This task calls for printing every entry exactly.

(Records from a data collection)
* * *

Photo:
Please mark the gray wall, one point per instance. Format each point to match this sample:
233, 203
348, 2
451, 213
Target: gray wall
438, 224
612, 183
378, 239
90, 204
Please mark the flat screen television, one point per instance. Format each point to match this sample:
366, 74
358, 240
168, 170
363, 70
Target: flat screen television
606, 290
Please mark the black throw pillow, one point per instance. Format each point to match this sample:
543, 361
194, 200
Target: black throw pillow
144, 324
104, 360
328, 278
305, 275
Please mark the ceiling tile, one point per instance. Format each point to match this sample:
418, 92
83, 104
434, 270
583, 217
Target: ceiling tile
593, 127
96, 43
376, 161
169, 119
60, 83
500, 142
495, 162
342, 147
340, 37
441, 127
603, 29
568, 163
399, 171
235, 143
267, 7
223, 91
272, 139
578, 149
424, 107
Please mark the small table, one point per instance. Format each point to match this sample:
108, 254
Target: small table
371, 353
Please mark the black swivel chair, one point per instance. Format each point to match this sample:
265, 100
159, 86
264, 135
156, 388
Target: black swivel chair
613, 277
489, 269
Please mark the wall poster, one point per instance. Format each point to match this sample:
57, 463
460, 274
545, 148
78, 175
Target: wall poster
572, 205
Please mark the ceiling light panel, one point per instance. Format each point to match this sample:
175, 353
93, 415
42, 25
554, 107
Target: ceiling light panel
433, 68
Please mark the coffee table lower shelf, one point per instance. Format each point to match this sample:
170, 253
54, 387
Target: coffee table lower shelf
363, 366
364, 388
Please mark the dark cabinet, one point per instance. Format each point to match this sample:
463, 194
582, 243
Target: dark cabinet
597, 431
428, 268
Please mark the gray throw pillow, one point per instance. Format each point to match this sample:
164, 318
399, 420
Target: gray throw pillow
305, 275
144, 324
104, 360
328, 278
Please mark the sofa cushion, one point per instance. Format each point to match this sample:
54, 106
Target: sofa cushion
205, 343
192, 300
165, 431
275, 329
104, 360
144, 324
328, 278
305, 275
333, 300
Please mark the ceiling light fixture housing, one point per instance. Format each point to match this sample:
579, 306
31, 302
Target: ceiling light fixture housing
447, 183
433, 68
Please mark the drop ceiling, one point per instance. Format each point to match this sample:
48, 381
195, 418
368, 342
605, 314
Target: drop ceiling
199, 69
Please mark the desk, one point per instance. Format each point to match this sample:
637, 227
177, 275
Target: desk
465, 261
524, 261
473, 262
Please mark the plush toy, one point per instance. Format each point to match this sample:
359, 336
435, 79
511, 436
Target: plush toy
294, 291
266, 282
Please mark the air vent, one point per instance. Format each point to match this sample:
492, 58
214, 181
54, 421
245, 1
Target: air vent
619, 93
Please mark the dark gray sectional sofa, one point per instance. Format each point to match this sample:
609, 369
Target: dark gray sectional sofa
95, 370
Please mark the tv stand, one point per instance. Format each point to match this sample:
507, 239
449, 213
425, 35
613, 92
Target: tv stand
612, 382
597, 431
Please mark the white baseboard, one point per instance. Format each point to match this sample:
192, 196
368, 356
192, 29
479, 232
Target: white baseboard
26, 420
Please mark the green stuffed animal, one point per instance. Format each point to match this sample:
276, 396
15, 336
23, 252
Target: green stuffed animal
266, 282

* * *

## Answer space
Photo:
Please mark the gray wall, one point per instance. Format each point to match this sample:
233, 203
348, 2
451, 213
Target: gray wall
438, 224
612, 183
378, 239
90, 204
Please mark the flat screen television, one point per instance. Format each point to match this sample:
366, 74
358, 240
168, 170
363, 70
Target: flat screen television
606, 290
Please mark the black throw pillow, one point per instance. Format each point to match this sample:
543, 361
194, 200
Target: black throw pillow
144, 324
104, 360
328, 278
305, 275
Please mark the ceiling tile, one point per instance. Format each point to match this sample:
418, 92
83, 104
434, 270
583, 217
Target: ceiling tile
593, 127
96, 43
376, 161
169, 119
60, 83
500, 142
495, 162
342, 147
340, 37
441, 127
603, 29
568, 163
399, 171
235, 143
267, 7
223, 91
272, 139
578, 149
424, 107
Please mark the small table, one point per instance. Format each point to match this sample:
108, 254
Target: small table
371, 353
Please mark the black swivel chair, one point per instance. Format each point to match this sample:
265, 100
159, 86
264, 135
156, 388
Target: black swivel chair
613, 277
489, 269
Please mark the wall poster, one point per instance. Format each point to match this sample:
57, 463
460, 274
545, 148
78, 175
Target: wall poster
572, 205
Please mark the ceiling light panel, one point per instance. Format each point to match this sample:
175, 353
93, 415
42, 25
554, 107
Target: ceiling light panel
433, 68
Please mark the coffee table lower shelf, one point per instance. Format each point to match this sample:
170, 253
54, 387
Target: coffee table lower shelf
363, 366
364, 388
Please mark the dark cabinet, one point per instance. Format each point to match this sample:
463, 194
582, 243
Target: dark cabinet
597, 431
428, 268
Please mark the gray throw pillow, one point per instance. Format each point to match this sample:
164, 318
399, 420
Target: gray throw pillow
305, 275
144, 324
104, 360
328, 278
Please mark the sofa cushion, one point per instance. Format each point to match this sample:
54, 106
Target: sofa cushion
205, 343
192, 300
165, 431
275, 329
104, 360
144, 324
328, 278
305, 275
333, 300
Please mark the ceiling light fixture housing, one point per instance. Format each point to match this sample:
579, 306
31, 302
Target: ceiling light fixture housing
447, 183
433, 68
Please mark the drop ceiling, one point per instance. Format each point to match this sample:
48, 381
195, 418
368, 342
605, 314
Target: drop ceiling
199, 69
Please mark the desk, one point per instance. Format each point to match this sample:
637, 227
177, 275
Target: desk
465, 261
524, 261
473, 262
Please mark the plush toy, one point per instance. Format each point to match this sample:
359, 336
435, 79
511, 436
Target: plush toy
294, 291
266, 282
Please mark the air vent, one point per instance. Format each point to match this sample:
492, 58
214, 181
54, 421
245, 1
Target: air vent
619, 93
Please mark the dark gray sectional sofa, one point per instance. Format each point to match this sample:
609, 369
Target: dark gray sectional sofa
95, 370
Please mark the tv stand, one point per instance. Format each point to match this sample:
507, 239
449, 213
425, 35
613, 92
Target: tv stand
612, 382
597, 431
Please mark the white baseboard, one point per instance. Format each point to match this sample:
192, 196
368, 356
192, 29
479, 232
Target: white baseboard
26, 420
Please mark the green stuffed animal, one point per instance. Format each point to match this sample:
276, 396
15, 336
23, 252
Target: green stuffed animal
266, 282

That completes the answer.